[Object point labels]
(begin)

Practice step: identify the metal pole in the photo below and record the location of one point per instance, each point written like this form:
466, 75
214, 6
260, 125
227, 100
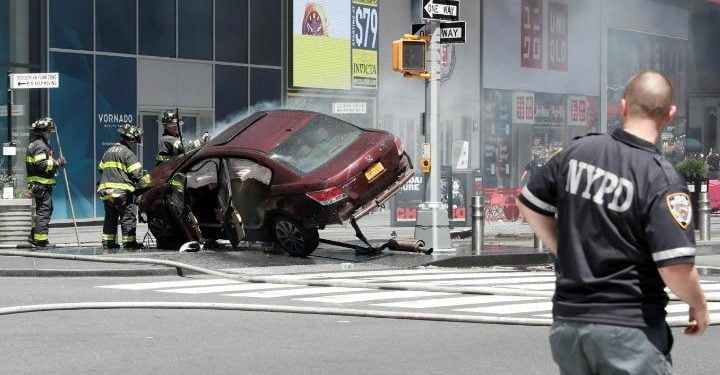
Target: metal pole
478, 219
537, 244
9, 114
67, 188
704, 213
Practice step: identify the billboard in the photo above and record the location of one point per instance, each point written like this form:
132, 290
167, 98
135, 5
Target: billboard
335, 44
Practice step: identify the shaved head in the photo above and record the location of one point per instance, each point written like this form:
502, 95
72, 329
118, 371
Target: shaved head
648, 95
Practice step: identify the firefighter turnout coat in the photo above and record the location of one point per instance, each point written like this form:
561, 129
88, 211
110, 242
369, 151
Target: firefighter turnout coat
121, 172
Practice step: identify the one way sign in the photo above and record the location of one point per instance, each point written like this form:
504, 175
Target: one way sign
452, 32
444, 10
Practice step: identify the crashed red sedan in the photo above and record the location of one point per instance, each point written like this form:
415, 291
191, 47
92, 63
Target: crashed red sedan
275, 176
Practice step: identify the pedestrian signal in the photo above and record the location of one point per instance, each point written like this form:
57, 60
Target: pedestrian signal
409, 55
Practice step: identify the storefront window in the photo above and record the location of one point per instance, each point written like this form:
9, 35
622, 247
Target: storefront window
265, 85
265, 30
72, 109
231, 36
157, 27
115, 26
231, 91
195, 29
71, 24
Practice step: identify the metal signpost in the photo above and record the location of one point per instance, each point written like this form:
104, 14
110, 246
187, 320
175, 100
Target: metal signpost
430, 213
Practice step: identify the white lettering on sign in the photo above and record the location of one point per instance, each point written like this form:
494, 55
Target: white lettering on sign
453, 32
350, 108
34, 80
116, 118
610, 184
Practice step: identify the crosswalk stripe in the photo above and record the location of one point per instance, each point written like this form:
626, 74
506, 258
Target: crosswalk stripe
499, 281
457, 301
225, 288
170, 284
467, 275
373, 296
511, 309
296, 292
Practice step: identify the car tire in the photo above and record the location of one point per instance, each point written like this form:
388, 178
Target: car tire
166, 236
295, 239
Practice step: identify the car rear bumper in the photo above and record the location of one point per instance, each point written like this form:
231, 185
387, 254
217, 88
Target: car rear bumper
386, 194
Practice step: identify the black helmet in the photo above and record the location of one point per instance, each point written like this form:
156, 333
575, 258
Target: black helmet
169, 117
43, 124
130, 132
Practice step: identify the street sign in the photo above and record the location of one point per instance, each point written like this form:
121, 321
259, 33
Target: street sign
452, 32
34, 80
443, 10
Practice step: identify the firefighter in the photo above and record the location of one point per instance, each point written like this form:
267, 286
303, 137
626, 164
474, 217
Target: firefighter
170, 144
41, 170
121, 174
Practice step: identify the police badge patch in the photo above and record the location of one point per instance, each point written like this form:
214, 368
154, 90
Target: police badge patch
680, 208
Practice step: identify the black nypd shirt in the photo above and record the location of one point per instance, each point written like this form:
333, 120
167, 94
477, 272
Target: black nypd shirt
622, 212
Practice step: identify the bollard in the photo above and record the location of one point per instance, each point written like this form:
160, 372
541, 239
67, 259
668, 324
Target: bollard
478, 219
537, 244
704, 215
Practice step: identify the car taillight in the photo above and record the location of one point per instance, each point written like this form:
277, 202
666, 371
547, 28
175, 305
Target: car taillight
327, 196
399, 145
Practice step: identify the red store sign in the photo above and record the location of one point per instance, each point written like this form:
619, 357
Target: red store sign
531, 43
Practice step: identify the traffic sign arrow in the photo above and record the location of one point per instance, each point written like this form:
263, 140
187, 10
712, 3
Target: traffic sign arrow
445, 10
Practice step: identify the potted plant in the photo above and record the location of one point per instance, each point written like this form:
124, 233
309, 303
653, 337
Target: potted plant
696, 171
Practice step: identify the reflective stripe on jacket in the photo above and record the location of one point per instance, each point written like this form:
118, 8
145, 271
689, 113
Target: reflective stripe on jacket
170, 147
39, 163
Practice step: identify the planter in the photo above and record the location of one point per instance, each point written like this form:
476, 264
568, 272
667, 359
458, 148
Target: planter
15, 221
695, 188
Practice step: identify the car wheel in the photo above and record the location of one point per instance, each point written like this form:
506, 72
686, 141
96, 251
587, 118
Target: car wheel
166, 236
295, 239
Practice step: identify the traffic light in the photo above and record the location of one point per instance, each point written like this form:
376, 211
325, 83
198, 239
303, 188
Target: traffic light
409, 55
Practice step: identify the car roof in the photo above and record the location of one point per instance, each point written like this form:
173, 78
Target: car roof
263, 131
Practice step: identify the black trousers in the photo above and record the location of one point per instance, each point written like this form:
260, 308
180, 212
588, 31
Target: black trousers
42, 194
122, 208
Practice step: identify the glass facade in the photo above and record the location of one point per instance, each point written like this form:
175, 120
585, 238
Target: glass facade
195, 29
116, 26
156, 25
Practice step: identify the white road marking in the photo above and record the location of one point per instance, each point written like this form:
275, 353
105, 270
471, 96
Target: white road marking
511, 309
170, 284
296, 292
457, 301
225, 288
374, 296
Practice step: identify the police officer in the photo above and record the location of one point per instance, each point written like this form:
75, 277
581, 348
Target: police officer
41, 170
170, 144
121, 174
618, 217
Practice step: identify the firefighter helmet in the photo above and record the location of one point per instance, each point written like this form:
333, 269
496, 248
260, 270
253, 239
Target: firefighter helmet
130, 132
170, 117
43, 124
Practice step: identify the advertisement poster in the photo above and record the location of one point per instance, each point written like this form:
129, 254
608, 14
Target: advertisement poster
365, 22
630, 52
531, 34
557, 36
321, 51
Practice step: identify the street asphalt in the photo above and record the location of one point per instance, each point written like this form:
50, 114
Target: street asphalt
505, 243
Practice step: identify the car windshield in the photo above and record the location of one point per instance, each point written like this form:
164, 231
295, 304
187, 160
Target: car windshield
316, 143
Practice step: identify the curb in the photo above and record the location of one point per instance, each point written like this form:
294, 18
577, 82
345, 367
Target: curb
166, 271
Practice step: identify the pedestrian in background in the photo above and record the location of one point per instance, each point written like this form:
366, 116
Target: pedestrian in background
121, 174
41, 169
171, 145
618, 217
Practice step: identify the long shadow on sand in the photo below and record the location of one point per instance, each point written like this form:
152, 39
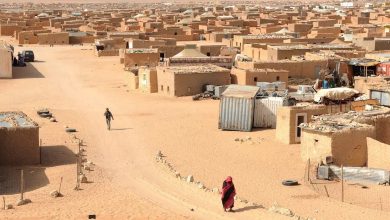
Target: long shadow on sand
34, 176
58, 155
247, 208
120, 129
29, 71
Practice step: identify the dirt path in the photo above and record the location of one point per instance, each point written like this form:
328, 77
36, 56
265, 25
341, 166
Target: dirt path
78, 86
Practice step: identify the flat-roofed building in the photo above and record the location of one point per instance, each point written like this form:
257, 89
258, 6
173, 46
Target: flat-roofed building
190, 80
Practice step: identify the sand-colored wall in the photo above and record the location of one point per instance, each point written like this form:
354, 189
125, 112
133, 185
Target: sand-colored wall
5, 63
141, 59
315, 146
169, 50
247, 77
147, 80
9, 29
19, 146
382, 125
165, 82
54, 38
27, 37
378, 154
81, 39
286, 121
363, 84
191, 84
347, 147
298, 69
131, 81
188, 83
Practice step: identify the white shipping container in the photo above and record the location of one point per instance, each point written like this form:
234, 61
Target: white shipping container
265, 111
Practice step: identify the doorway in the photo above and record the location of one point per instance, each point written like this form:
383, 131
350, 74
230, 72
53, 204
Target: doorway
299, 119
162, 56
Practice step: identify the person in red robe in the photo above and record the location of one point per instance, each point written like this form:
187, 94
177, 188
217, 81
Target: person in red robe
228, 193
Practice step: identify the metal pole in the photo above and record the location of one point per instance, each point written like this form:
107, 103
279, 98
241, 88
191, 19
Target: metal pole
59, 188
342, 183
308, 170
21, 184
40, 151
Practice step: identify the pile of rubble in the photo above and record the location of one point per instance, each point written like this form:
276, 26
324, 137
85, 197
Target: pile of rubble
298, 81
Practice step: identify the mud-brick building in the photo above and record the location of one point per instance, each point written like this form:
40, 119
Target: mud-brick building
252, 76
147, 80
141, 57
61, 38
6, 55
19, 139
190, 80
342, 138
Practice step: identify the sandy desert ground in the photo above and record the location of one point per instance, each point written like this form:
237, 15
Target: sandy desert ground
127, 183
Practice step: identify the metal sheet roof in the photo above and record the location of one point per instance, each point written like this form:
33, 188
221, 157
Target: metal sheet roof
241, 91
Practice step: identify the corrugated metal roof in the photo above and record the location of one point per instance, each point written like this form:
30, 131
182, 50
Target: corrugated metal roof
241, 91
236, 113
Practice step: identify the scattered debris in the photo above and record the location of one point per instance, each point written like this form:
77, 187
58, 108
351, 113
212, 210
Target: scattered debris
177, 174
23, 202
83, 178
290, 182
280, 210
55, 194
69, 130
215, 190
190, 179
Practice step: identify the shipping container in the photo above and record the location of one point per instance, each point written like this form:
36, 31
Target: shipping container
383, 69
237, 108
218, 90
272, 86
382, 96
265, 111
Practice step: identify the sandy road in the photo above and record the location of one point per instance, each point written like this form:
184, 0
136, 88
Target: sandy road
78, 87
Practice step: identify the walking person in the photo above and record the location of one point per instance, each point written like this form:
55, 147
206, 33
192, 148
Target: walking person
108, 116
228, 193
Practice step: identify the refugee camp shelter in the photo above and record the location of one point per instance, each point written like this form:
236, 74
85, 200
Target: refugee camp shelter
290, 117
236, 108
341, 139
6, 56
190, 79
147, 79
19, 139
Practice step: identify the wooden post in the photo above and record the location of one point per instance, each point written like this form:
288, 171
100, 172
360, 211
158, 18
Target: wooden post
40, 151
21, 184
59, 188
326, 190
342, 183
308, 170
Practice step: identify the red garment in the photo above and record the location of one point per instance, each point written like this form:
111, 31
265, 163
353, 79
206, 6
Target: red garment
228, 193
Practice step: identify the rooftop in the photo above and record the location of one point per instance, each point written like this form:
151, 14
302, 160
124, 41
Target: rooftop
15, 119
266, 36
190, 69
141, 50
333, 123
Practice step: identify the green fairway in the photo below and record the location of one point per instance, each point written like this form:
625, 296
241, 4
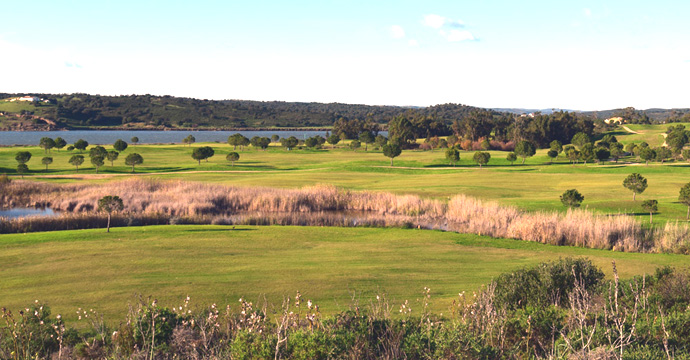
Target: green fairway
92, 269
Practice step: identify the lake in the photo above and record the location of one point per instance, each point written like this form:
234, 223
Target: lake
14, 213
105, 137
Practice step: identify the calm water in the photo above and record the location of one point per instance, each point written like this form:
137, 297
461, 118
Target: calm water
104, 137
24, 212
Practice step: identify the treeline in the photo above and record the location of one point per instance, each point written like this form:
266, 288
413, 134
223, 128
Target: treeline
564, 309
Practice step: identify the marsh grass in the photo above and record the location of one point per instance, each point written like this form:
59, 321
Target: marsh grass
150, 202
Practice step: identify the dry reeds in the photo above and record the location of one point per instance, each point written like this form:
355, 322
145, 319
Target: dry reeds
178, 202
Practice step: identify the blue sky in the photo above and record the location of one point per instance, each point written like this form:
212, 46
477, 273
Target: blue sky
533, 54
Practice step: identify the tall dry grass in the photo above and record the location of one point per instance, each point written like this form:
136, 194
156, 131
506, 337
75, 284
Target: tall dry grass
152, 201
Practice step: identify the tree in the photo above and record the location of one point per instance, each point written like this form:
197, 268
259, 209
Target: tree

(end)
(begin)

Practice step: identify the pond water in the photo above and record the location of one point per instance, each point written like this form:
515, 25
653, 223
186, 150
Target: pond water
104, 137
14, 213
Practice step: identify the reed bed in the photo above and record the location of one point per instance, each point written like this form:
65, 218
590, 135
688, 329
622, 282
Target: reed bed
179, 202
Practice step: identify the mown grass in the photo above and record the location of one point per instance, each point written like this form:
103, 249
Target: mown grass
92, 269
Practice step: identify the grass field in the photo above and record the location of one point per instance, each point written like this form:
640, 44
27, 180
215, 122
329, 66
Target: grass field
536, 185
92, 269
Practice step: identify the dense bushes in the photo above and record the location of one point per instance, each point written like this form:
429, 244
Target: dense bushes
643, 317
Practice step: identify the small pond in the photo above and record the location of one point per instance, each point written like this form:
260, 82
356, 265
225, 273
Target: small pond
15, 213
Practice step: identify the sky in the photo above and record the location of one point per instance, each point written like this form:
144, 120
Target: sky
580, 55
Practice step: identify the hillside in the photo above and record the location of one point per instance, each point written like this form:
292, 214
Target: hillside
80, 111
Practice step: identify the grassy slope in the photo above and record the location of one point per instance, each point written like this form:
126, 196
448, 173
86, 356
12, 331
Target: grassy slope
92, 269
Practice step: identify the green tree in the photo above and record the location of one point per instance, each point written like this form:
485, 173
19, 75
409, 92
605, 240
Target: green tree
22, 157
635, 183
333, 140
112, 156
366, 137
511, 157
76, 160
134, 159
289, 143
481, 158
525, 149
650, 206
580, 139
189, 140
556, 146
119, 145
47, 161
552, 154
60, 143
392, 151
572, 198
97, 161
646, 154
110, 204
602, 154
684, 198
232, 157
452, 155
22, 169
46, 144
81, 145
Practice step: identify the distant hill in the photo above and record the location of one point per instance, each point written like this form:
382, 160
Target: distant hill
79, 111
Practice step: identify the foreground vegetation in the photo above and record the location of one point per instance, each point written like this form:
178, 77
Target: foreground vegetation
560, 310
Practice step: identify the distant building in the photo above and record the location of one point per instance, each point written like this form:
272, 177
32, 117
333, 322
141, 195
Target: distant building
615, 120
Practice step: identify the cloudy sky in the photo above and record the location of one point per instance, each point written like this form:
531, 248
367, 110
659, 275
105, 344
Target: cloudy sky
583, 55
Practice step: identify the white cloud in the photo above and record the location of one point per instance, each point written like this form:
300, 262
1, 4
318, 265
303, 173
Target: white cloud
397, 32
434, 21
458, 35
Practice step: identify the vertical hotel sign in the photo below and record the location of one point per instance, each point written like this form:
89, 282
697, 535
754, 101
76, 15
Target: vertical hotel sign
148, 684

(end)
(begin)

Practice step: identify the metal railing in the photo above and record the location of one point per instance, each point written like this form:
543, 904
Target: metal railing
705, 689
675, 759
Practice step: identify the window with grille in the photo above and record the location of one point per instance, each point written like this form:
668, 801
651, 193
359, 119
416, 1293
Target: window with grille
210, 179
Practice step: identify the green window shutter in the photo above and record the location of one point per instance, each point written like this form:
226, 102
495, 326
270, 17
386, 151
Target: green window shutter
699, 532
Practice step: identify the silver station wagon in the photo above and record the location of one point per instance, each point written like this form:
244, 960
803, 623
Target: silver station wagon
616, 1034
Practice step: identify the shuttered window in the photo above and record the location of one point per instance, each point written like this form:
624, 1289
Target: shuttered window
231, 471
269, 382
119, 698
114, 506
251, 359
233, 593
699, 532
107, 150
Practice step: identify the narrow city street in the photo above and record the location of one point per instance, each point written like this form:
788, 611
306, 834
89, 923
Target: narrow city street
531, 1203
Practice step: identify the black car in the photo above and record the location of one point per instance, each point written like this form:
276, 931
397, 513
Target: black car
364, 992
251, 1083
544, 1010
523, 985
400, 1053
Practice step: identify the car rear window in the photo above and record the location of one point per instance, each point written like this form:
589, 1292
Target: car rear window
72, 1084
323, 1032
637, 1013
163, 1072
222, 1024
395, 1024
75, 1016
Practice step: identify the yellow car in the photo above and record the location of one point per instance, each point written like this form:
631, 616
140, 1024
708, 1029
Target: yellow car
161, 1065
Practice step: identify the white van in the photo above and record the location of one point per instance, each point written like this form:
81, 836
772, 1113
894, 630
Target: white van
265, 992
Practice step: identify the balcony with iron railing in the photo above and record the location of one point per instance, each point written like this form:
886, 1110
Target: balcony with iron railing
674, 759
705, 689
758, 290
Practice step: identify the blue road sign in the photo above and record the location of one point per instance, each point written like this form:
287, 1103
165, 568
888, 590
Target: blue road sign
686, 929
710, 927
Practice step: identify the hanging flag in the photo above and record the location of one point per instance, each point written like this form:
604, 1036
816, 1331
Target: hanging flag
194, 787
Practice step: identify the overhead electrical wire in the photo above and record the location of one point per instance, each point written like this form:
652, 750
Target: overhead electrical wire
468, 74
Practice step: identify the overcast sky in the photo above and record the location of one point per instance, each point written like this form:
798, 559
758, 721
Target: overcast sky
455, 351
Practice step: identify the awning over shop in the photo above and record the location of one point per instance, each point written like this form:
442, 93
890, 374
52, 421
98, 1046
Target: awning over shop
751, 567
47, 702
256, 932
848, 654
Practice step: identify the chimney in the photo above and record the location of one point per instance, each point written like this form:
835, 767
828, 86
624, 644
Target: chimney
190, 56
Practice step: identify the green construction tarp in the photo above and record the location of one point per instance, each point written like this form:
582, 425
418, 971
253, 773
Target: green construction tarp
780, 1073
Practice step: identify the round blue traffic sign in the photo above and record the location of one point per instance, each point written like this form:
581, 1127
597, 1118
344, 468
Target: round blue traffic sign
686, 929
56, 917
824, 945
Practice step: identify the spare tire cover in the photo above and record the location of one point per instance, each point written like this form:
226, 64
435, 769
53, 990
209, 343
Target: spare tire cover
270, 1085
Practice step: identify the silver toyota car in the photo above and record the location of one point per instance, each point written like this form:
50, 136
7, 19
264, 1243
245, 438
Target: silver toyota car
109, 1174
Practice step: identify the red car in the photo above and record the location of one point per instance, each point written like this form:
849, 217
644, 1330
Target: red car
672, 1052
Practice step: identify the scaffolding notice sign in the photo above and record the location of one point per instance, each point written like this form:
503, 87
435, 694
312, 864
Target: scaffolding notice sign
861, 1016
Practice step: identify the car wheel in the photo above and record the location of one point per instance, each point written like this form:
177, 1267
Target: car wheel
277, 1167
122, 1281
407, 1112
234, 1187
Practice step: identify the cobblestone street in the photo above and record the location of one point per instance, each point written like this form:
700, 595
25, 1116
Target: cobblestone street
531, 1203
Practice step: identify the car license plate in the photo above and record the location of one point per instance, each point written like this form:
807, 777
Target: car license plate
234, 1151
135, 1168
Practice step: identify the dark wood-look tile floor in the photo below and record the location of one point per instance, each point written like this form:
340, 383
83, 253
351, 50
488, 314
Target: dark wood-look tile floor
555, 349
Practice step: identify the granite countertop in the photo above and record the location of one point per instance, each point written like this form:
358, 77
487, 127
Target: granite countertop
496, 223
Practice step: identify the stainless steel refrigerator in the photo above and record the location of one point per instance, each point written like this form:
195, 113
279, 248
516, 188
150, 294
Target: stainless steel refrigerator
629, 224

(end)

*Challenge:* Count the lines in the data above that contain the string "sedan", treating uppercase and lowercase as distinct, and give only that number.

*Exercise solution:* 2